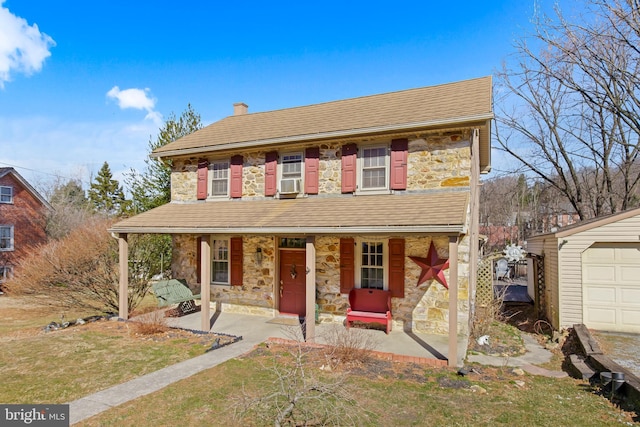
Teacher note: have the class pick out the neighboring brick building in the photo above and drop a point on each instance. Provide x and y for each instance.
(22, 219)
(295, 207)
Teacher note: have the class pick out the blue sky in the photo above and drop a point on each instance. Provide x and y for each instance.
(86, 82)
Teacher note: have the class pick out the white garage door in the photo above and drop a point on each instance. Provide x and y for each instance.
(611, 287)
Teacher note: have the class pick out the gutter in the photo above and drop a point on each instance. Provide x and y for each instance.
(442, 229)
(326, 135)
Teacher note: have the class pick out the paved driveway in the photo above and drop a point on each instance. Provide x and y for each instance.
(624, 349)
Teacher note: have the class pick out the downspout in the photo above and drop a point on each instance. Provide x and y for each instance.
(474, 226)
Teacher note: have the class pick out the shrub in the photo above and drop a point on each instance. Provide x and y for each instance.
(348, 346)
(81, 270)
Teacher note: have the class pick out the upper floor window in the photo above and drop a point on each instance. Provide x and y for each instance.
(291, 174)
(374, 169)
(6, 237)
(6, 194)
(374, 166)
(219, 178)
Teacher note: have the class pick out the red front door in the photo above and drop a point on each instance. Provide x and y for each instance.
(293, 282)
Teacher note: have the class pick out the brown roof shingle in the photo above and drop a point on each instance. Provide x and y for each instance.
(459, 102)
(438, 212)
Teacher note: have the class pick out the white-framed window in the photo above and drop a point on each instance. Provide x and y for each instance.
(219, 178)
(220, 261)
(6, 194)
(6, 238)
(291, 173)
(6, 272)
(373, 165)
(371, 264)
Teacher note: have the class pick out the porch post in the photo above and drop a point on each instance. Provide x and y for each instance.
(205, 280)
(453, 301)
(310, 324)
(123, 266)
★ ★ ★ ★
> What you should do
Give again, word for word, every line from the one holding "Teacher note: have the class pick out the brown" to the end of the data.

> Answer area
Teacher note: have the class pick out the brown roof shingle in the photo above and drop a point on each instance. Provide x and y for each instance.
(459, 102)
(438, 212)
Teacher note: have the class pick out the white-framed window in the photo above and drop a point on each instance. Provide x and y for each instance.
(219, 178)
(220, 261)
(6, 194)
(6, 238)
(291, 173)
(6, 272)
(373, 165)
(371, 264)
Teacher note: have the class pick out the porch post in the photo above and drop a point on each instance. Provide x and y for each instance.
(205, 280)
(453, 301)
(310, 324)
(123, 266)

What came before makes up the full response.